- Exercises
1) For the forum thread on coffee in Saltaire and Bradford, decide whether each statement is true: (a) batfink has already tried Tambourine Coffee; (b) Salami & Co in Otley are using the North Star Guatemalan; (c) Jez H works in Bradford City Centre. Answer yes or no for each, quoting the exact words of the thread that settle it.
2) In the forum thread on coffee in Saltaire and Bradford, rewrite the passage starting at "Alternatively, Otley is" and ending at "the chains available.", changing "Bloomfield Square" to "Salts Mill".
3) Write what follows next in the forum thread on coffee in Saltaire and Bradford, picking up after its final line.

# Saltaire & Bradford



## Dean4travel (Feb 18, 2017)

Having a little trip down from North East does anyone have any recommendations for the area?


----------



## batfink (Feb 28, 2015)

I haven't tried it yet but Tambourine Coffee in Saltaire recently opened. Their coffee is sourced from my favourite roaster - North Star Coffee.

Alternatively, Otley is a short drive away where Bloomfield Square do a good coffee.

Bradford City Centre is severely lacking in quality coffee, although Esquire's is the best of the chains available.


----------



## Jez H (Apr 4, 2015)

Iconic Salts Mill are now, finally, using decent coffee beans. Dark Woods I think they said? In Otley you also have Salami & Co who are using the North Star Guatemalan at the minute. Had a V60 yesterday. Very nice.

I work in Saltaire, never heard of Tambourine Coffee! Need to track them down.


----------



## 4515 (Jan 30, 2013)

North Star posted a couple of pics of Tambourine today on Facebook


----------



## batfink (Feb 28, 2015)

Location labeling records
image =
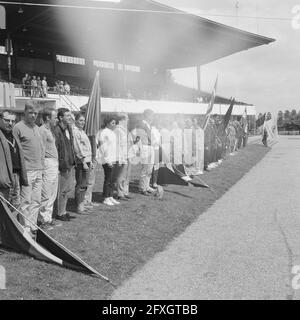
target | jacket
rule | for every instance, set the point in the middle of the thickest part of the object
(65, 148)
(6, 169)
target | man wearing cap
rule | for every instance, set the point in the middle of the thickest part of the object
(142, 133)
(12, 170)
(124, 145)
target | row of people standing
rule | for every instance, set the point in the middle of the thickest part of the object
(38, 178)
(220, 141)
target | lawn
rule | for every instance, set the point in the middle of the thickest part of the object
(118, 240)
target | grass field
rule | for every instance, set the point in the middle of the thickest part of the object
(118, 240)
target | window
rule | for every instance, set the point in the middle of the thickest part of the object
(68, 59)
(103, 64)
(132, 68)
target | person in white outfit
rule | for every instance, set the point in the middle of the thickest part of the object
(107, 150)
(50, 169)
(124, 145)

- Per-task outputs
1)
(a) No: "I haven't tried it yet but Tambourine Coffee in Saltaire recently opened."
(b) Yes: "In Otley you also have Salami & Co who are using the North Star Guatemalan at the minute."
(c) No: "I work in Saltaire, never heard of Tambourine Coffee!"

2)
Alternatively, Otley is a short drive away where Salts Mill do a good coffee.

Bradford City Centre is severely lacking in quality coffee, although Esquire's is the best of the chains available.

3)
Only just opened, I think. It was the North Star post on Facebook that made me aware of it.


----------



## Dean4travel (Feb 18, 2017)

Interesting tried some of North Stars coffee 10 dats ago after visiting the roasters cheers


----------



## Casa_Espresso (Dec 2, 2011)

Jez Salami & Co serve a bespoke espresso blend roasted by us, and a single origin from Maude on batch filter



Jez H said:


> Iconic Salts Mill are now, finally, using decent coffee beans. Dark Woods I think they said? In Otley you also have Salami & Co who are using the North Star Guatemalan at the minute. Had a V60 yesterday. Very nice.
> 
> I work in Saltaire, never heard of Tambourine Coffee! Need to track them down.


----------



## Casa_Espresso (Dec 2, 2011)

We would be happy to show you round the roastery if you are visiting



Dean4travel said:


> Having a little trip down from North East does anyone have any recommendations for the area?


----------



## Jez H (Apr 4, 2015)

Casa_Espresso said:


> Jez Salami & Co serve a bespoke espresso blend roasted by us, and a single origin from Maude on batch filter


apologies, I thought he said North Star!


----------



## JollyBeanRoastery (Dec 1, 2015)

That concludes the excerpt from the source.